**EXCERPTED PASSAGE**:
━━━━

Women’s table tennis in Europe appears to be less attractive – the spectators want to see emotions in top sport and it seems that in Europe the only emotions women are supposed to show without being unfeminine are negative ones. So our girls show that they are not satisfied with their performance instead of showing fighting spirit and so making their game more attractive to spectators by offering more of a show. Our women will not try to produce such a show and so they must not be surprised that spectators are not watching their matches. At big tournaments spectators often go out to have a rest or a drink when the women’s rounds start - the women must do more to interest the spectators so they stay and watch! The girls must see that society is not always in tune with what is feminine and what is not. In sport a girl can show positive emotions without appearing unfeminine. Some people will always think that women do not belong in sport, but all girls have to accept that these people’s opinions do not have to concern a successful female athlete.
Q: In Europe Romania is at the top in cadet girls, in junior girls, in women. Still Romania has no chance in all in these age groups when playing against the best Asian players in their respective categories. Why not?

━━━━

**DATASET**:
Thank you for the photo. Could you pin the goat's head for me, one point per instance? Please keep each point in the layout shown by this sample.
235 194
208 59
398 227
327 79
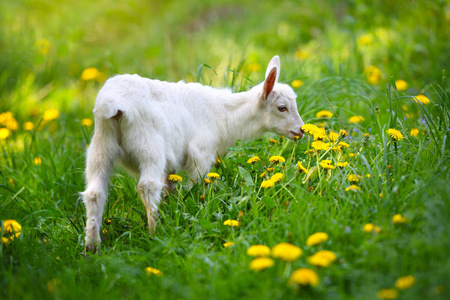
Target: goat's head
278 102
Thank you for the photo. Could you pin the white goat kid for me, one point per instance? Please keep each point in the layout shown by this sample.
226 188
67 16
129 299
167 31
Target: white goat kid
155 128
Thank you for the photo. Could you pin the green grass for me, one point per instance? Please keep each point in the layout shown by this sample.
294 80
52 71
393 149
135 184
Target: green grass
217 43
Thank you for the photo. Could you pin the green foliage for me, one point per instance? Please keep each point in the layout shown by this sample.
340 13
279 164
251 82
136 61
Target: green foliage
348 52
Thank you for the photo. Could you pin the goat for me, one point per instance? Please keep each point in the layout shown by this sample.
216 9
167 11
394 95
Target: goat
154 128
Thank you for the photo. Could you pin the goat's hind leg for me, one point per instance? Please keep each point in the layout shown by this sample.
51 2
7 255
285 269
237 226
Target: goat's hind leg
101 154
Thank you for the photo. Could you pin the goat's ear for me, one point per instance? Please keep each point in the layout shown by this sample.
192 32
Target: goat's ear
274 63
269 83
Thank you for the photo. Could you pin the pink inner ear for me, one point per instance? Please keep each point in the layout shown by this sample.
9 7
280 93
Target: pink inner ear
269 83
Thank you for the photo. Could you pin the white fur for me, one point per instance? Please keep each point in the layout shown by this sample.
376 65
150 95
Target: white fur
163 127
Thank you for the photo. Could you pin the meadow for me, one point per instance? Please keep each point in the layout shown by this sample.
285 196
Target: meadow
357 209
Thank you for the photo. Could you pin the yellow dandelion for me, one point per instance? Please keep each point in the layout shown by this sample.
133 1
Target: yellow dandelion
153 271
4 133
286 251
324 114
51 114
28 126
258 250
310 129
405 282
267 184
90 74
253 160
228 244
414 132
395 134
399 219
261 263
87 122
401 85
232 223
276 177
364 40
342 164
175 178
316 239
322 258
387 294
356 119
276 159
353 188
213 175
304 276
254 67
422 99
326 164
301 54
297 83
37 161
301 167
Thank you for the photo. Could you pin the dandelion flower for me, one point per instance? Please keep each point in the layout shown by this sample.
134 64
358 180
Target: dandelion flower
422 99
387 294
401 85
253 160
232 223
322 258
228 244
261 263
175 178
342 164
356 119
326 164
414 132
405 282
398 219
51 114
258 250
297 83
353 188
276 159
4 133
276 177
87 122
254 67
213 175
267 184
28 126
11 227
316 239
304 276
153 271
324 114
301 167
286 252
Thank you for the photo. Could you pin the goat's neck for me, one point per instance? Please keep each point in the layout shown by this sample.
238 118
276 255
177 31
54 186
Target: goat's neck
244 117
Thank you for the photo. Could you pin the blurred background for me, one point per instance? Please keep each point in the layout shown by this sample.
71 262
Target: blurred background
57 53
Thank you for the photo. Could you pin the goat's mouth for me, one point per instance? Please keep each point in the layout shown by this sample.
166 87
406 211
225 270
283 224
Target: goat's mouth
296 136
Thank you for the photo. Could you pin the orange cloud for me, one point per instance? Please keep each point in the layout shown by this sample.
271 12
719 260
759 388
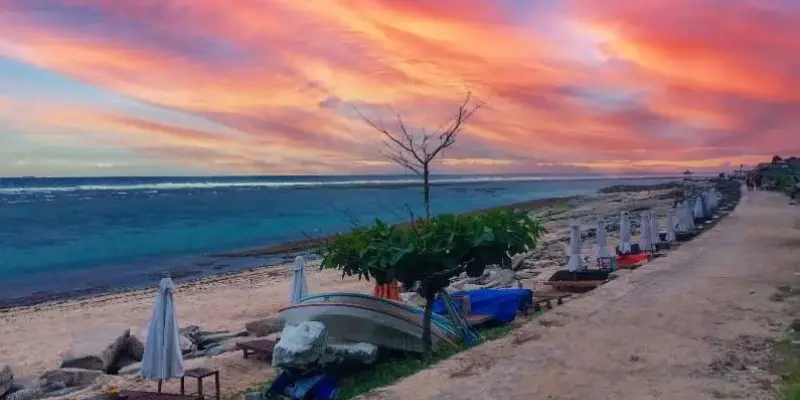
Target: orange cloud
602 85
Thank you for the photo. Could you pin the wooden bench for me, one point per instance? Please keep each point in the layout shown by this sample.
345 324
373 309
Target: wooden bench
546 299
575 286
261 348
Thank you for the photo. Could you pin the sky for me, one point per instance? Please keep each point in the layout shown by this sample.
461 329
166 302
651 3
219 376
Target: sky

━━━━

**STATED EXERCISE 1**: According to the passage on women's table tennis, what do spectators often do at big tournaments when the women's rounds start?
**STATED EXERCISE 2**: Please duplicate everything in the passage on women's table tennis from "Q: In Europe" down to "categories. Why not?".
The data has no connection to the passage on women's table tennis.

**EXERCISE ANSWER 1**: They often go out to have a rest or a drink.

**EXERCISE ANSWER 2**:
Q: In Europe Romania is at the top in cadet girls, in junior girls, in women. Still Romania has no chance in all in these age groups when playing against the best Asian players in their respective categories. Why not?